### [Problem requirements]
In the records, starting at the line with "Please drop a marker on the taxiway" and running up to and including the line with "Please drop a marker on the overcast", substitute "indented" for "pretty-printed". Output only those lines, otherwise unchanged.

### [Data shown]
..........
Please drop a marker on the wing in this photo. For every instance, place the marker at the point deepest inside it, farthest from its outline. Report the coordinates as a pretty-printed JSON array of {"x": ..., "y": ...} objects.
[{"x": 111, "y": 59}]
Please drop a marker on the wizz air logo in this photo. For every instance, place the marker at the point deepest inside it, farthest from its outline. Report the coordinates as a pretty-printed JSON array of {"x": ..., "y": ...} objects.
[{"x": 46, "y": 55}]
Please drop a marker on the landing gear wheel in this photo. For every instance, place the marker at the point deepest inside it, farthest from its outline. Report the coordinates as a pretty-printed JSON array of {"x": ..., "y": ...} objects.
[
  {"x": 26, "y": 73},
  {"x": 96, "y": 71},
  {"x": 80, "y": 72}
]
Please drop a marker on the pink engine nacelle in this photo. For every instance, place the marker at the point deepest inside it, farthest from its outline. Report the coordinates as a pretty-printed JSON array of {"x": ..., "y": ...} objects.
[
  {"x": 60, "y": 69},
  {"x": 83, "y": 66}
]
..........
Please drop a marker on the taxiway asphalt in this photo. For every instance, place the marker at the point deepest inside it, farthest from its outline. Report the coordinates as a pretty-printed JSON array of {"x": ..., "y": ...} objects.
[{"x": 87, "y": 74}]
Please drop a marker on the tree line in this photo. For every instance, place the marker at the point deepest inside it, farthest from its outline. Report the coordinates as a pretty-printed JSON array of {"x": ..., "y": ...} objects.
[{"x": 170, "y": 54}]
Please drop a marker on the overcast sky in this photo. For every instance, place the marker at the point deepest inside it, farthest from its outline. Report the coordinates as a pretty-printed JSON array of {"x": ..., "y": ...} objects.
..........
### [Exercise response]
Please drop a marker on the taxiway asphalt in this photo. For every instance, place the marker at the point deepest inside it, farthest from its outline. Report the coordinates as a indented JSON array of {"x": ..., "y": ...} objects.
[{"x": 87, "y": 74}]
Please drop a marker on the tree line in this photo. For every instance, place the marker at the point deepest inside it, farthest from its outline. Report the coordinates as a indented JSON array of {"x": ..., "y": ...} objects.
[{"x": 170, "y": 54}]
Please drop a marker on the overcast sky in this photo. For every instance, place the marker at the point deepest inside it, farthest from its outline. Report the coordinates as a indented JSON array of {"x": ..., "y": ...} objects.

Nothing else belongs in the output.